■ **Records shown**
◇ ◇ ◇ ◇ ◇ ◇ ◇

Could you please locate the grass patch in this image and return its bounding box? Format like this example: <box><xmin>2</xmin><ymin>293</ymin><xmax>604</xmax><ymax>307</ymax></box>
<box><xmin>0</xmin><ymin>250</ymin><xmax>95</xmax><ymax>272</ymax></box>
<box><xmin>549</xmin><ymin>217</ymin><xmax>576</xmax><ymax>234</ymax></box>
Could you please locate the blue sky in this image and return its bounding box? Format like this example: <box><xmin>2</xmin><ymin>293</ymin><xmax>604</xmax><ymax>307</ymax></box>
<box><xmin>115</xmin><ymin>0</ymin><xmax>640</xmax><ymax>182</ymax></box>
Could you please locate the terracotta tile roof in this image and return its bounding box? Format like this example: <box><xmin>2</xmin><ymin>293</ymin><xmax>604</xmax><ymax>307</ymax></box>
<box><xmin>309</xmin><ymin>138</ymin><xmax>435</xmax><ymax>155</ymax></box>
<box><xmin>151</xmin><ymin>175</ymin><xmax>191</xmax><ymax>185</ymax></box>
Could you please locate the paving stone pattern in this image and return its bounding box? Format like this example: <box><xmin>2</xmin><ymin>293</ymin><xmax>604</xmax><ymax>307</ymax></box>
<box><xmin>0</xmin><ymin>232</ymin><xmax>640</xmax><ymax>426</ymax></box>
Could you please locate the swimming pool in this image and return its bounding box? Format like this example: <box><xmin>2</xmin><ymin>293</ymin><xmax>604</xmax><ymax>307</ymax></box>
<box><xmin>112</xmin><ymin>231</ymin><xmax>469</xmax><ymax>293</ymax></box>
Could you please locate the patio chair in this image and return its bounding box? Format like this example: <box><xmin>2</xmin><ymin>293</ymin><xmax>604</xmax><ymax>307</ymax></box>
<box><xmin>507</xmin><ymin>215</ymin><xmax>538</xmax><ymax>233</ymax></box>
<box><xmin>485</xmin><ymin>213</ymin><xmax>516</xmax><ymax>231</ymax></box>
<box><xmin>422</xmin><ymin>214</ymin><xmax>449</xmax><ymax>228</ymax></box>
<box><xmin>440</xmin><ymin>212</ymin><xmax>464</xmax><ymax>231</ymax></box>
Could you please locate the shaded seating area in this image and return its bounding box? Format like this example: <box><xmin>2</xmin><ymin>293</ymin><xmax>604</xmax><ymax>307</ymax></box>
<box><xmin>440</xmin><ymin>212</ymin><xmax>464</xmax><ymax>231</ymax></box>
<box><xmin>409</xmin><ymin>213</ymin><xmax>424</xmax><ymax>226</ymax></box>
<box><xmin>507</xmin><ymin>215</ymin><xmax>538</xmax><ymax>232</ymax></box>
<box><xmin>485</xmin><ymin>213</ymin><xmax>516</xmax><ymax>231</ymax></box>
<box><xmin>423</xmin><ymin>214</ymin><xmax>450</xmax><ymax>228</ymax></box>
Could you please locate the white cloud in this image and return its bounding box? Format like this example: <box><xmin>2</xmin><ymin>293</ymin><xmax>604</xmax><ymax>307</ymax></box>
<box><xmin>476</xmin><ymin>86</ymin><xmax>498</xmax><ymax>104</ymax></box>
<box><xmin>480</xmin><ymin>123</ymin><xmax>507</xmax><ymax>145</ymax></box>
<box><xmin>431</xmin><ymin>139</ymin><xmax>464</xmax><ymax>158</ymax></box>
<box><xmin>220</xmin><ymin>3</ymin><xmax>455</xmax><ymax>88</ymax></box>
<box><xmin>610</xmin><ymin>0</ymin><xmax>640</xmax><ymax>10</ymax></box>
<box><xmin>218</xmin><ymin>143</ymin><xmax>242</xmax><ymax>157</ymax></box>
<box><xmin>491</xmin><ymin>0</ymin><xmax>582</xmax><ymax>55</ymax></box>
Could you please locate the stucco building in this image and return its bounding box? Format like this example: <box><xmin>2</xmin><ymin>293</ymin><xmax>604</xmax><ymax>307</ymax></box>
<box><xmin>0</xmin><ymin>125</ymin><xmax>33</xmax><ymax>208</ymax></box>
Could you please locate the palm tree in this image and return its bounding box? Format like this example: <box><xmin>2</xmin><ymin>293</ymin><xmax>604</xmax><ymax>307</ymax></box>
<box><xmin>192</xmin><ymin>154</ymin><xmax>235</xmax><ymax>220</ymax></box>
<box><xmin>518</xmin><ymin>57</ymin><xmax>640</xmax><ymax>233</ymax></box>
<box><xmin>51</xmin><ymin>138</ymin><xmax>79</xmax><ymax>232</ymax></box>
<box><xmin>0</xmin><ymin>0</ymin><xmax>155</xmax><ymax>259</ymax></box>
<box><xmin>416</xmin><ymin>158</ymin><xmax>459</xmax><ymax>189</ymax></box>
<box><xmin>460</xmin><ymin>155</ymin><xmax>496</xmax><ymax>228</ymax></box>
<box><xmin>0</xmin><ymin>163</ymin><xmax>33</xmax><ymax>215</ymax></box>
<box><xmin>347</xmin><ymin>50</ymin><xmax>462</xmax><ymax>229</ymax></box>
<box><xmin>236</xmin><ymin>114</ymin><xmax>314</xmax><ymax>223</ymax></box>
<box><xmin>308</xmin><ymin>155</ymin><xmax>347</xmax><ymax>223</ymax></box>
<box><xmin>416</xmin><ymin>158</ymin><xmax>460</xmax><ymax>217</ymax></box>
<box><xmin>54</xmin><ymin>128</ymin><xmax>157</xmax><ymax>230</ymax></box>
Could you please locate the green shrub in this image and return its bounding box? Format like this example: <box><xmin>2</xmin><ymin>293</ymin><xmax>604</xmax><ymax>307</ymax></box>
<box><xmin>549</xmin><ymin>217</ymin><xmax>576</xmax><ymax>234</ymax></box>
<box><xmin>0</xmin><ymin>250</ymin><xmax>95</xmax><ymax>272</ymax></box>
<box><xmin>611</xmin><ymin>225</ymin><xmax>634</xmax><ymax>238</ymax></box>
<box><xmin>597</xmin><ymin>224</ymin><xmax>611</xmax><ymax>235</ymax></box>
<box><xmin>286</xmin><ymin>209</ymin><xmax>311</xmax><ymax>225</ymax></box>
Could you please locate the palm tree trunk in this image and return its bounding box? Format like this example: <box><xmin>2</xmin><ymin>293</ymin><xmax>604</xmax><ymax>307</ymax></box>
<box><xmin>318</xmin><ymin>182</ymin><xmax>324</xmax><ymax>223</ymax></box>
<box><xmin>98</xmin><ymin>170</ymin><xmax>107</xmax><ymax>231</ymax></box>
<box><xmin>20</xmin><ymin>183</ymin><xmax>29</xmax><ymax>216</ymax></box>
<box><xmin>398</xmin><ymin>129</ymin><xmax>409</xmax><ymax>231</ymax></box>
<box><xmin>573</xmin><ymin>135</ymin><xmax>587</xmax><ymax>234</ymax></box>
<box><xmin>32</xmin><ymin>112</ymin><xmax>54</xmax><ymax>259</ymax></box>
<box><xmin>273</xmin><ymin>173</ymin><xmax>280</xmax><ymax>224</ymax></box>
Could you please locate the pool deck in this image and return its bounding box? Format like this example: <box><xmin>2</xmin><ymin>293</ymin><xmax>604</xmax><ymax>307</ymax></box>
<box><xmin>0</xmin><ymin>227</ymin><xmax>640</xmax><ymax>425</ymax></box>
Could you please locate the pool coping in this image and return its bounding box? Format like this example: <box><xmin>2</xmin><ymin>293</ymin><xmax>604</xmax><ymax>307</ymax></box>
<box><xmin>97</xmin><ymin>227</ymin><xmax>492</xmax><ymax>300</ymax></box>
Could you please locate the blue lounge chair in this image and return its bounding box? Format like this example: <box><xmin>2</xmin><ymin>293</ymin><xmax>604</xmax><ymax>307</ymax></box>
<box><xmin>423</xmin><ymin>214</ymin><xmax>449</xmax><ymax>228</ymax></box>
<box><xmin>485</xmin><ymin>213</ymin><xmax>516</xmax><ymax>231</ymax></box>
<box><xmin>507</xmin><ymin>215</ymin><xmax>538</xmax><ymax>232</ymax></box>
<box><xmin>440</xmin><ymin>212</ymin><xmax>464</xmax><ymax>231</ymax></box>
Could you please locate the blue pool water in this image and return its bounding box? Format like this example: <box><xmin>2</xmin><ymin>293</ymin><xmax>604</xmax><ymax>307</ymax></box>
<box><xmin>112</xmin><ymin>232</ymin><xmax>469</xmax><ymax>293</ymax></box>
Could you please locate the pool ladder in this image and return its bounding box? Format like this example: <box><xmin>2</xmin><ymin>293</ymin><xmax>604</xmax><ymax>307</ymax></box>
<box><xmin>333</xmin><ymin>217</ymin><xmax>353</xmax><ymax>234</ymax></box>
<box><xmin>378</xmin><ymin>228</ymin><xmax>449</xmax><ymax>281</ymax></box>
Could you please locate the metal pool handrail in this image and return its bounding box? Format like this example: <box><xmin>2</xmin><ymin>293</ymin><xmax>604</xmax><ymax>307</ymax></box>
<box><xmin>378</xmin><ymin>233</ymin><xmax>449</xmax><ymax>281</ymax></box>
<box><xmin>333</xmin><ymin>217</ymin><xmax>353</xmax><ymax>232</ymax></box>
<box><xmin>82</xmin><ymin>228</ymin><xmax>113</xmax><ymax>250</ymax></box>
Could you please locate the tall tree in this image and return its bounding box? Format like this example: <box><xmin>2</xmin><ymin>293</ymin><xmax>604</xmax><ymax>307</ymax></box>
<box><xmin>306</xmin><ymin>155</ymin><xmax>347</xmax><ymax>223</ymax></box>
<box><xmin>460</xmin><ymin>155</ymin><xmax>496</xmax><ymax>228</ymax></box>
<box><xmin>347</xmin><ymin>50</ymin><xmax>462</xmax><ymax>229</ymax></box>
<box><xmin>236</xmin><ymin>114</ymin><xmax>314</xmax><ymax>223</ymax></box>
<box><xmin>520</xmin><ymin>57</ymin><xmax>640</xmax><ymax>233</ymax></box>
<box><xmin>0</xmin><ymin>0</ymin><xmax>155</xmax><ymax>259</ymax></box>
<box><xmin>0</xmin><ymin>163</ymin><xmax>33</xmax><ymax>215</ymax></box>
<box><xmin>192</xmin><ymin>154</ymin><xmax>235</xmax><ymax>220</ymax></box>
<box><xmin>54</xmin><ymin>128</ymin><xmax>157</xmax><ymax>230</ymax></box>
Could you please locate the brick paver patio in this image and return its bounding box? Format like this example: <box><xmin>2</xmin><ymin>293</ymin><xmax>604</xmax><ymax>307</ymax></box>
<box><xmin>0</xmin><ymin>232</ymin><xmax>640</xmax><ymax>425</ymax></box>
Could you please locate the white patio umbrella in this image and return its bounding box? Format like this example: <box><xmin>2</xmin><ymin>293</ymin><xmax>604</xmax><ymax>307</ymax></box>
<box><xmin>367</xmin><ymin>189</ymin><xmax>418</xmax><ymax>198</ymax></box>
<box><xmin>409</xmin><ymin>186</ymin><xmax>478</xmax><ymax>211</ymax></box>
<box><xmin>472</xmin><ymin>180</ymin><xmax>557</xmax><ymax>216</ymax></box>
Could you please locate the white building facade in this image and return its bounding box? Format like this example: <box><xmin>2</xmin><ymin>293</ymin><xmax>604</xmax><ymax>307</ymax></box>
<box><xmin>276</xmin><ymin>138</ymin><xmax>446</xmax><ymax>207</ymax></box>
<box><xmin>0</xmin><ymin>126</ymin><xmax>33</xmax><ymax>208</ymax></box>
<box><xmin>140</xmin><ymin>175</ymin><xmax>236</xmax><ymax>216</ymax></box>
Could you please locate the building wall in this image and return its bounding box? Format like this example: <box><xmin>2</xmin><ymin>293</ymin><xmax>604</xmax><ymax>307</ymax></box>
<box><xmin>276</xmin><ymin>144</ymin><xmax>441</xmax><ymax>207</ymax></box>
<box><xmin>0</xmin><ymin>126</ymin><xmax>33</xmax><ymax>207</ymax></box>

◇ ◇ ◇ ◇ ◇ ◇ ◇

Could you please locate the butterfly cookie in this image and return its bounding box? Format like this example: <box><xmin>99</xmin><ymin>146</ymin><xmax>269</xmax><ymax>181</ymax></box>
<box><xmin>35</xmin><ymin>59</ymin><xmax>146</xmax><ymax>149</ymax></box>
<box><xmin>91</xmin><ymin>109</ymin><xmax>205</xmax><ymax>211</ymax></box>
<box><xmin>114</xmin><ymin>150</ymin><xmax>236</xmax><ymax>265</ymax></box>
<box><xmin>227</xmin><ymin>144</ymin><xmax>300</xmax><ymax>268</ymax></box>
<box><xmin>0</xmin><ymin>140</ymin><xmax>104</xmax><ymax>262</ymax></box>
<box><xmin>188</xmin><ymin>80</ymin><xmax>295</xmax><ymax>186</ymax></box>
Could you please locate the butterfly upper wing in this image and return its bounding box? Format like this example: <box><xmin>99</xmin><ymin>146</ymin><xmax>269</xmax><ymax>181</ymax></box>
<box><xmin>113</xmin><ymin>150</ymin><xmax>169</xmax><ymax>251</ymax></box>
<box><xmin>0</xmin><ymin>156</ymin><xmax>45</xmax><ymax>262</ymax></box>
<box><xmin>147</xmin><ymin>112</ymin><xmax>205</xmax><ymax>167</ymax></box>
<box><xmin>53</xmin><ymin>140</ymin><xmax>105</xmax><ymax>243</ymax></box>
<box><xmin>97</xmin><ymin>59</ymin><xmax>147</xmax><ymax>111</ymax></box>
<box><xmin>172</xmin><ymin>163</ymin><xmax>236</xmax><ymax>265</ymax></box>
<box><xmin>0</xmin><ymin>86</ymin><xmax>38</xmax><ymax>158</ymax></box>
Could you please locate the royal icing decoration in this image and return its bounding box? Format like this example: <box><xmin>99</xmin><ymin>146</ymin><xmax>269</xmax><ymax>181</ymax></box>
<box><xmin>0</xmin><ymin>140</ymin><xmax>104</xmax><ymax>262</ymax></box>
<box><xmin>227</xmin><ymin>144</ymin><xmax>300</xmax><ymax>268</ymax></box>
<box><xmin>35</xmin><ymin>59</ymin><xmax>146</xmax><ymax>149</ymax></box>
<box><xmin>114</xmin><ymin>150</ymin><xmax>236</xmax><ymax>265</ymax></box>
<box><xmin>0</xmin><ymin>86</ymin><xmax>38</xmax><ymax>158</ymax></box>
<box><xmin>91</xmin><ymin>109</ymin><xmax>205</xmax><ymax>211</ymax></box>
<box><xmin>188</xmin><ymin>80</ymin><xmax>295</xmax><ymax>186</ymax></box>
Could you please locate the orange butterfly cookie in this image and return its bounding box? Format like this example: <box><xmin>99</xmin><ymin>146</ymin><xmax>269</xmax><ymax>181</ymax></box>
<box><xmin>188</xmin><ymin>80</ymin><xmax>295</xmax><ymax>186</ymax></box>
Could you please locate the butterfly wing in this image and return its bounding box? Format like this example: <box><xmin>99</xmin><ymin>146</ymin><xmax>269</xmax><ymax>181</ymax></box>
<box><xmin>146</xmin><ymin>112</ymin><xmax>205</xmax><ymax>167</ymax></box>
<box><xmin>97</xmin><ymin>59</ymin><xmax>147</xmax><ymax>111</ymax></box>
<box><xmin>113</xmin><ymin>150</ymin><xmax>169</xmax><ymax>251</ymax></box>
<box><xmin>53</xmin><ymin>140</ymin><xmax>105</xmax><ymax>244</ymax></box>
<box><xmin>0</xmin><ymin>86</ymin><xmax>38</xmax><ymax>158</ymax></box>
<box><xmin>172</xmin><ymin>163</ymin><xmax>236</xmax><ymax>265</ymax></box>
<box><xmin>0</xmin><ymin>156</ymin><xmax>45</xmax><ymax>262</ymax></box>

◇ ◇ ◇ ◇ ◇ ◇ ◇

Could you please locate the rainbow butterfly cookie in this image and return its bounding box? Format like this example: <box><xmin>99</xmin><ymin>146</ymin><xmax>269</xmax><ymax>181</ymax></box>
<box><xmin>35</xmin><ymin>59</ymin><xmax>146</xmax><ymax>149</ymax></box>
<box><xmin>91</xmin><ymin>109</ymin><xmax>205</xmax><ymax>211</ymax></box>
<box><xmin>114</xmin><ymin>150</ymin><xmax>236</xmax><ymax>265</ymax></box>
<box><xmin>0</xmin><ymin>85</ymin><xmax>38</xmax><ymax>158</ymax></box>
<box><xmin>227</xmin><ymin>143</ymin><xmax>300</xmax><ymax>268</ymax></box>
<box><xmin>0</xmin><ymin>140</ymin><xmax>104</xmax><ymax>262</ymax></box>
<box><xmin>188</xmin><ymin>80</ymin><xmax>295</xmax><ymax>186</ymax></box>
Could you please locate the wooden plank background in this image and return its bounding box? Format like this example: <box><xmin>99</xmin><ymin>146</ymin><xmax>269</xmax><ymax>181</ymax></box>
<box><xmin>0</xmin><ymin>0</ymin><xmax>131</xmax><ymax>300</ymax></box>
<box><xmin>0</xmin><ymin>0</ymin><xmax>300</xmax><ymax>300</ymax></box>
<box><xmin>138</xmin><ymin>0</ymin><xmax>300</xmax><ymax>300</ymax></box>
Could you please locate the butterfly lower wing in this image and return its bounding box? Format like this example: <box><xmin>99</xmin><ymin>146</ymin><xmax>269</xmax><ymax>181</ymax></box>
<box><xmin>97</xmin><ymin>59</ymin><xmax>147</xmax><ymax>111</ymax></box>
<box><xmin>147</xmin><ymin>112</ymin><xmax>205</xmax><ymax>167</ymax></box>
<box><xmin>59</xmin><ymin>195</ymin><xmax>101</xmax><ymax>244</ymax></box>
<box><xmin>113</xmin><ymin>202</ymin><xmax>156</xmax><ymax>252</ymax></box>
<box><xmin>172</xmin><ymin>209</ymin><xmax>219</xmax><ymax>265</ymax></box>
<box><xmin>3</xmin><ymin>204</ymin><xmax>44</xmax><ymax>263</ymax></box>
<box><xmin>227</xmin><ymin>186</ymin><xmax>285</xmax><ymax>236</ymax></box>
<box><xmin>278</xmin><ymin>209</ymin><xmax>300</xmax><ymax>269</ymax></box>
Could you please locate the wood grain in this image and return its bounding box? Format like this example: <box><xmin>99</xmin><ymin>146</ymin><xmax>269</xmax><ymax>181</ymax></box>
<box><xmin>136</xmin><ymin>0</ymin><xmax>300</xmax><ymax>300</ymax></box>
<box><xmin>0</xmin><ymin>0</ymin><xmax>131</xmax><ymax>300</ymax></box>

◇ ◇ ◇ ◇ ◇ ◇ ◇

■ **Written request**
Report every line in the records above that contains the string "building", matching case exactly.

■ **Exercise answer**
Could you please locate the stucco building in this image and return its bounding box? Format like this example: <box><xmin>2</xmin><ymin>293</ymin><xmax>604</xmax><ymax>307</ymax></box>
Could you please locate the white building facade in this image and return its bounding box? Format like this example: <box><xmin>2</xmin><ymin>293</ymin><xmax>604</xmax><ymax>307</ymax></box>
Could you please locate the building wall in this image and return its bounding box? Format like this example: <box><xmin>2</xmin><ymin>293</ymin><xmax>604</xmax><ymax>307</ymax></box>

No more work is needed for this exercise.